**提示本文:**
..........
第34回 Any Card at Any Number(エニーカード・アット・エニーナンバー)(2007.11.23up)

はじめに

最近まで、このテーマの調査に没頭していました。やっと、まとめ終えましたので、一息ついたところです。この内容は、「トイ・ボックス9号」の原稿としてまとめていたものです。かなり長いページ数になります。そこで、こちらのコラムでは、その中の興味深い点を中心にまとめましたので報告させて頂きます。なお、少し長くなりますが、最後には作品一覧を掲載しましたので参考にして下さい。予想外の発見があり、大いに楽しめた調査でした。

Any Card at Any Numberの現象と名前について

客に好きなカード名と数を言ってもらい、デックのその枚数目より客のカードが出現する現象です。かなり不思議な現象です。ところで、これをデックにタッチすることなく行ったとしたら、不思議どころではすまされません。これを実現させ話題を集めたのが、イギリスのメンタリストDavid Berglasです。1970年代に、彼がこの現象を、プライベートやマジック大会で演じられ、その目撃報告がされています。その後、この現象のことを、一部のマニアの間で"The Berglas Effect"と呼ばれるようになります。
..........
**提供リスト:**
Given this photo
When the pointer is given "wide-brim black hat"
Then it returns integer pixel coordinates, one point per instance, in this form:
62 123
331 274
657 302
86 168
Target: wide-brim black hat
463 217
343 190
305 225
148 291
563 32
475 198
..........
**課題 A:**
Any Card at Any Numberを扱った本文のうち、「最近まで、このテーマの調査に」を含む語句で始まり「の発見があり、大いに楽しめた調査でした。」で終わる部分を、一字も変えずに写し取ってください。
**課題 B:**
Any Card at Any Numberを扱った本文によると、客のカードを指定の枚数目から出す現象を、デックに触れずに実現させて話題を集めた人物は誰ですか。

**正しい出力 A:**
最近まで、このテーマの調査に没頭していました。やっと、まとめ終えましたので、一息ついたところです。この内容は、「トイ・ボックス9号」の原稿としてまとめていたものです。かなり長いページ数になります。そこで、こちらのコラムでは、その中の興味深い点を中心にまとめましたので報告させて頂きます。なお、少し長くなりますが、最後には作品一覧を掲載しましたので参考にして下さい。予想外の発見があり、大いに楽しめた調査でした。

**正しい出力 B:**
イギリスのメンタリスト、David Berglasです。